— Start —

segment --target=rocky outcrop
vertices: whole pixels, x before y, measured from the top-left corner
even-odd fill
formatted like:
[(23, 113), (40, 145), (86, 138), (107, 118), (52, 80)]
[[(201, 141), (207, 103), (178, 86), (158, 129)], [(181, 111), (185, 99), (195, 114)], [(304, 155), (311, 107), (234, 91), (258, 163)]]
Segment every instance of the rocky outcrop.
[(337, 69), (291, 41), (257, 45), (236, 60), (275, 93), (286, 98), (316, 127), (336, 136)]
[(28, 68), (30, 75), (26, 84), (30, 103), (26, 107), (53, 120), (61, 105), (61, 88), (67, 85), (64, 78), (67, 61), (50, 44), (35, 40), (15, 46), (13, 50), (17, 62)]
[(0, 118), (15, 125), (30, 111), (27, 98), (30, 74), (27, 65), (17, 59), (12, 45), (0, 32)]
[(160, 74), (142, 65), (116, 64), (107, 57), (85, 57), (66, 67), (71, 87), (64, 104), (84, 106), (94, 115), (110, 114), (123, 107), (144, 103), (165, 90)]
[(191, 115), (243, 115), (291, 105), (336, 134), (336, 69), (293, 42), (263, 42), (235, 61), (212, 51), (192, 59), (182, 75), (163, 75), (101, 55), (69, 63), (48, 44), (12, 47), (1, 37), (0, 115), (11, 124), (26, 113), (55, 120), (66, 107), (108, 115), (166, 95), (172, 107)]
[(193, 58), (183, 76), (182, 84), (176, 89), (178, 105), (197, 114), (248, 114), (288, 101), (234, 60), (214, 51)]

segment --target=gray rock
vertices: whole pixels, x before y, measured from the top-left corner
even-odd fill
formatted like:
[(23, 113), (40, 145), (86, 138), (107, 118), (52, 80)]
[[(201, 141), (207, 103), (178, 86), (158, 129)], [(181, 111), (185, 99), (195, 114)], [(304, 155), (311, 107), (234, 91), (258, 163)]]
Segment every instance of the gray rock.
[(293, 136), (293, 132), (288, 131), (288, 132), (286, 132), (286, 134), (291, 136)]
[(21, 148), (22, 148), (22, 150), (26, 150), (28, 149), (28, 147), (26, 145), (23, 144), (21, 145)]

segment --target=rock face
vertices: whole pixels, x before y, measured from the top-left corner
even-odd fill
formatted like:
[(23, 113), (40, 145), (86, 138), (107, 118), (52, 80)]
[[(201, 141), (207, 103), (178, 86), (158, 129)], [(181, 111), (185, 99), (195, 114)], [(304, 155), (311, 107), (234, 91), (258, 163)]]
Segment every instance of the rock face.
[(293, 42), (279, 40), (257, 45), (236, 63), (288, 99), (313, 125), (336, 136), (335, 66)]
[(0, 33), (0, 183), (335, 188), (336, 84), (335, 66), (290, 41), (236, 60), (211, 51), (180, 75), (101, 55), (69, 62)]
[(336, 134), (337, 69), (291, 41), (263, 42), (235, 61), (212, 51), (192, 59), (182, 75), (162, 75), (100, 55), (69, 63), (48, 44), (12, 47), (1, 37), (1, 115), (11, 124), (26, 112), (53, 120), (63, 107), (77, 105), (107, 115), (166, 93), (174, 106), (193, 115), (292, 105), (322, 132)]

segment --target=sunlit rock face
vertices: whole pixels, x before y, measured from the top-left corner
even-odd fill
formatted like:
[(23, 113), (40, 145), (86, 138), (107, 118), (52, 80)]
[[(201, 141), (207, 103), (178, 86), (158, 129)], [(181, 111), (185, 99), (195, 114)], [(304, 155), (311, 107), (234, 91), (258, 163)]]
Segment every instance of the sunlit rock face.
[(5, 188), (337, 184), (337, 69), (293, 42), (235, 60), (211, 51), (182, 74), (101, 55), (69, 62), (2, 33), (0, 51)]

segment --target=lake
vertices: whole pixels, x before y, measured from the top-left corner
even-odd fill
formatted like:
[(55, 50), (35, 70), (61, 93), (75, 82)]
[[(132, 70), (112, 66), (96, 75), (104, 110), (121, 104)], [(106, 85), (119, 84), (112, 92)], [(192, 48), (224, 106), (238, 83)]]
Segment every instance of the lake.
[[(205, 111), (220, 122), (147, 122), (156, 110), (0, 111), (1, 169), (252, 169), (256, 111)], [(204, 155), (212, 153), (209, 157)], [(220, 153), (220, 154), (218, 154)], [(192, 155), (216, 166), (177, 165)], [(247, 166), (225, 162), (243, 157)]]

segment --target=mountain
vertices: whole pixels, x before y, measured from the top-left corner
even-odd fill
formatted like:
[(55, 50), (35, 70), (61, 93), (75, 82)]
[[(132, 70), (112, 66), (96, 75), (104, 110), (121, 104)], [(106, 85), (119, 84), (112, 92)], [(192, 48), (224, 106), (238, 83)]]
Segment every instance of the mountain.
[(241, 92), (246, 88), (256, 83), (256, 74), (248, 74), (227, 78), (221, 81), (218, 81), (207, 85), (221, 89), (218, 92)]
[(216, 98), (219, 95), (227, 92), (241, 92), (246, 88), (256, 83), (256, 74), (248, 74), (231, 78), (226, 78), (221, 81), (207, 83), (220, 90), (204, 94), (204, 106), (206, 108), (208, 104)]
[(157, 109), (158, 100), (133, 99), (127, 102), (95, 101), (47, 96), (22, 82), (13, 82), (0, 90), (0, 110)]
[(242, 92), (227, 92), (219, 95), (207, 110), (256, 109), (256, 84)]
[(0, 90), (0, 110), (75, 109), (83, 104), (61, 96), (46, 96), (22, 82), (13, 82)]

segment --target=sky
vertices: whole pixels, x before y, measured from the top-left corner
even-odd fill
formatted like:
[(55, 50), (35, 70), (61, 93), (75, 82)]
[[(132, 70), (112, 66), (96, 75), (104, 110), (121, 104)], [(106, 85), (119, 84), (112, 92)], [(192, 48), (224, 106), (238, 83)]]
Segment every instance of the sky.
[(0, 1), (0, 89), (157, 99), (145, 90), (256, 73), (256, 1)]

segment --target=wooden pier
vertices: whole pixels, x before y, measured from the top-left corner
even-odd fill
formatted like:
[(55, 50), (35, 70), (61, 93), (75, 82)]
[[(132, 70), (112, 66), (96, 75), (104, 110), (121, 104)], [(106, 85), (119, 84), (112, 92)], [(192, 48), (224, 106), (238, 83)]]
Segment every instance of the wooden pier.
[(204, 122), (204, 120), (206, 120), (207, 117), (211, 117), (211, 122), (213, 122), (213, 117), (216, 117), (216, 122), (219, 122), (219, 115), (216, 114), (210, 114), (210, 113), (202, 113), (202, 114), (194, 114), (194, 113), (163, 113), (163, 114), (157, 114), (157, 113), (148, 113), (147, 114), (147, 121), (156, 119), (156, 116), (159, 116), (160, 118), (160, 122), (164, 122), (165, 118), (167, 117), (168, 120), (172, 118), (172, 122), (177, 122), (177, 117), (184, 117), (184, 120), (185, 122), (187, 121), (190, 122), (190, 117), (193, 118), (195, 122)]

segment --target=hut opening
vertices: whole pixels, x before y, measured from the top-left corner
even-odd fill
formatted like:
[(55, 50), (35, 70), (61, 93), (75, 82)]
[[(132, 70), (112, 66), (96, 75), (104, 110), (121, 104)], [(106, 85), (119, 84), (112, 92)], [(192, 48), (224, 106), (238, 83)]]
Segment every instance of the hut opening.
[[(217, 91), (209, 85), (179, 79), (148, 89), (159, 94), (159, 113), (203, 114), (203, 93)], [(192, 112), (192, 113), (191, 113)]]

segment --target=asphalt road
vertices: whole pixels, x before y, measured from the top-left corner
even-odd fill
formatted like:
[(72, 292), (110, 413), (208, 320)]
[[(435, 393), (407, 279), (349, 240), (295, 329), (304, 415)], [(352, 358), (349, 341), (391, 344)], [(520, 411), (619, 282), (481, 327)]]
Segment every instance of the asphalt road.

— End —

* _THE EXERCISE_
Could you render every line of the entries above as a JSON list of strings, with one string per line and the blank lines left out?

* _ANSWER BELOW_
[
  "segment --target=rocky outcrop",
  "vertices: whole pixels, x before y, measured from the top-left corner",
  "even-odd fill",
  "formatted like:",
  "[(23, 113), (40, 145), (86, 138), (107, 118), (52, 80)]",
  "[[(201, 141), (207, 103), (178, 86), (158, 129)], [(181, 111), (185, 99), (195, 114)], [(304, 155), (311, 107), (234, 91), (258, 163)]]",
  "Segment every instance of the rocky outcrop.",
  "[(337, 69), (291, 41), (257, 45), (236, 60), (275, 93), (286, 98), (316, 127), (336, 136)]",
  "[(28, 68), (30, 75), (26, 84), (30, 103), (26, 107), (53, 120), (61, 105), (61, 88), (67, 85), (64, 78), (67, 61), (50, 44), (35, 40), (15, 46), (13, 50), (17, 62)]",
  "[(0, 118), (15, 125), (30, 111), (27, 98), (30, 74), (27, 65), (17, 59), (12, 45), (0, 32)]",
  "[(160, 74), (142, 65), (116, 64), (107, 57), (85, 57), (66, 67), (71, 87), (64, 104), (84, 106), (94, 115), (110, 114), (123, 107), (144, 103), (165, 90)]",
  "[(191, 115), (243, 115), (291, 105), (336, 134), (336, 69), (293, 42), (263, 42), (235, 61), (212, 51), (192, 59), (182, 75), (163, 75), (101, 55), (69, 63), (48, 44), (12, 47), (1, 37), (0, 115), (11, 124), (26, 113), (55, 120), (66, 107), (108, 115), (166, 95), (172, 107)]",
  "[(193, 58), (183, 76), (182, 84), (176, 89), (178, 105), (197, 114), (248, 114), (288, 101), (234, 60), (214, 51)]",
  "segment --target=gray rock",
  "vertices: whole pixels, x before y, measured from the top-left corner",
  "even-odd fill",
  "formatted like:",
  "[(23, 113), (40, 145), (86, 138), (107, 118), (52, 80)]",
  "[[(201, 141), (207, 103), (178, 86), (158, 129)], [(181, 111), (185, 99), (195, 114)], [(304, 155), (311, 107), (234, 91), (258, 163)]]",
  "Segment every instance of the gray rock.",
  "[(293, 136), (293, 132), (288, 131), (288, 132), (286, 132), (286, 134), (291, 136)]",
  "[(21, 148), (22, 148), (22, 150), (26, 150), (28, 149), (28, 147), (26, 145), (23, 144), (21, 145)]",
  "segment --target=rock face",
  "vertices: whole pixels, x before y, measured from the top-left corner",
  "even-odd fill",
  "formatted like:",
  "[(23, 113), (40, 145), (86, 138), (107, 118), (52, 80)]",
  "[[(201, 141), (207, 103), (178, 86), (158, 129)], [(181, 111), (185, 99), (195, 114)], [(304, 155), (311, 107), (234, 91), (258, 163)]]",
  "Segment every instance of the rock face.",
  "[(293, 42), (279, 40), (257, 45), (236, 63), (288, 99), (313, 125), (336, 136), (335, 66)]",
  "[(0, 33), (0, 183), (335, 188), (336, 84), (335, 66), (290, 41), (236, 60), (211, 51), (180, 75), (101, 55), (69, 62)]",
  "[(336, 134), (337, 69), (291, 41), (263, 42), (235, 61), (212, 51), (192, 59), (182, 75), (162, 75), (100, 55), (69, 63), (48, 44), (12, 47), (1, 37), (1, 115), (11, 124), (26, 112), (53, 120), (63, 107), (77, 105), (107, 115), (166, 93), (174, 106), (193, 115), (292, 105), (322, 132)]",
  "segment --target=sunlit rock face",
  "vertices: whole pixels, x before y, measured from the top-left corner",
  "even-odd fill",
  "formatted like:",
  "[(23, 113), (40, 145), (86, 138), (107, 118), (52, 80)]",
  "[[(201, 141), (207, 103), (178, 86), (158, 129)], [(181, 111), (185, 99), (195, 114)], [(304, 155), (311, 107), (234, 91), (258, 163)]]",
  "Segment every instance of the sunlit rock face.",
  "[(5, 188), (337, 184), (337, 69), (293, 42), (235, 60), (211, 51), (182, 74), (101, 55), (69, 62), (2, 33), (0, 51)]",
  "segment --target=lake",
  "vertices: whole pixels, x before y, measured from the top-left corner",
  "even-odd fill",
  "formatted like:",
  "[(55, 50), (35, 70), (61, 93), (75, 82)]",
  "[[(132, 70), (112, 66), (96, 75), (104, 110), (121, 104)], [(106, 85), (119, 84), (112, 92)], [(192, 48), (224, 106), (238, 83)]]",
  "Segment every instance of the lake.",
  "[[(205, 111), (220, 122), (147, 122), (156, 110), (0, 111), (1, 169), (252, 169), (256, 111)], [(204, 155), (212, 153), (209, 157)], [(220, 153), (220, 154), (218, 154)], [(192, 155), (216, 166), (177, 165)], [(247, 166), (225, 162), (243, 157)]]",
  "segment --target=mountain",
  "vertices: whole pixels, x before y, measured from the top-left corner",
  "even-odd fill",
  "formatted like:",
  "[(55, 50), (35, 70), (61, 93), (75, 82)]",
  "[[(132, 70), (112, 66), (96, 75), (104, 110), (121, 104)], [(106, 85), (119, 84), (112, 92)], [(192, 48), (224, 106), (238, 83)]]",
  "Segment every instance of the mountain.",
  "[(241, 92), (246, 88), (256, 83), (256, 74), (248, 74), (227, 78), (221, 81), (218, 81), (207, 85), (221, 89), (218, 92)]",
  "[(216, 98), (219, 95), (227, 92), (241, 92), (246, 88), (256, 83), (256, 74), (248, 74), (231, 78), (226, 78), (221, 81), (207, 83), (220, 90), (204, 94), (204, 106), (206, 108), (208, 104)]",
  "[(157, 109), (158, 100), (133, 99), (127, 102), (95, 101), (47, 96), (22, 82), (13, 82), (0, 90), (0, 110)]",
  "[(242, 92), (227, 92), (219, 95), (207, 110), (256, 109), (256, 84)]",
  "[(0, 90), (0, 110), (75, 109), (83, 104), (61, 96), (46, 96), (22, 82), (13, 82)]",
  "segment --target=sky",
  "vertices: whole pixels, x before y, measured from the top-left corner",
  "even-odd fill",
  "formatted like:",
  "[(55, 50), (35, 70), (61, 93), (75, 82)]",
  "[[(132, 70), (112, 66), (96, 75), (104, 110), (121, 104)], [(106, 85), (119, 84), (112, 92)], [(192, 48), (224, 106), (238, 83)]]",
  "Segment every instance of the sky.",
  "[(0, 1), (0, 89), (157, 99), (145, 90), (256, 73), (256, 1)]",
  "segment --target=wooden pier",
  "vertices: whole pixels, x before y, measured from the top-left corner",
  "even-odd fill",
  "formatted like:",
  "[(55, 50), (35, 70), (61, 93), (75, 82)]",
  "[[(132, 70), (112, 66), (96, 75), (104, 110), (121, 104)], [(106, 85), (119, 84), (112, 92)], [(192, 48), (224, 106), (238, 83)]]",
  "Segment every instance of the wooden pier.",
  "[(204, 122), (204, 120), (206, 120), (207, 117), (211, 117), (211, 122), (213, 122), (213, 117), (216, 117), (216, 122), (219, 122), (219, 115), (216, 114), (210, 114), (210, 113), (202, 113), (202, 114), (194, 114), (194, 113), (163, 113), (163, 114), (157, 114), (157, 113), (148, 113), (147, 114), (147, 121), (156, 119), (156, 116), (159, 116), (160, 118), (160, 122), (164, 122), (165, 118), (167, 117), (168, 120), (172, 118), (172, 122), (177, 122), (177, 117), (184, 117), (184, 120), (185, 122), (187, 121), (190, 122), (190, 117), (193, 118), (195, 122)]",
  "segment --target=hut opening",
  "vertices: whole pixels, x before y, measured from the top-left corner",
  "even-odd fill",
  "formatted like:",
  "[(55, 50), (35, 70), (61, 93), (75, 82)]",
  "[[(132, 70), (112, 66), (96, 75), (104, 110), (121, 104)], [(106, 85), (119, 84), (112, 92)], [(192, 48), (224, 106), (238, 83)]]",
  "Segment every instance of the hut opening.",
  "[[(217, 91), (209, 85), (179, 79), (148, 89), (159, 94), (159, 113), (203, 114), (203, 93)], [(192, 112), (192, 113), (191, 113)]]",
  "segment --target=asphalt road",
  "vertices: whole pixels, x before y, measured from the top-left corner",
  "even-odd fill",
  "formatted like:",
  "[(72, 292), (110, 413), (208, 320)]",
  "[[(435, 393), (407, 279), (349, 240), (295, 329), (304, 415)], [(352, 358), (349, 341), (391, 344)], [(520, 411), (619, 282), (481, 327)]]",
  "Segment every instance of the asphalt road."
]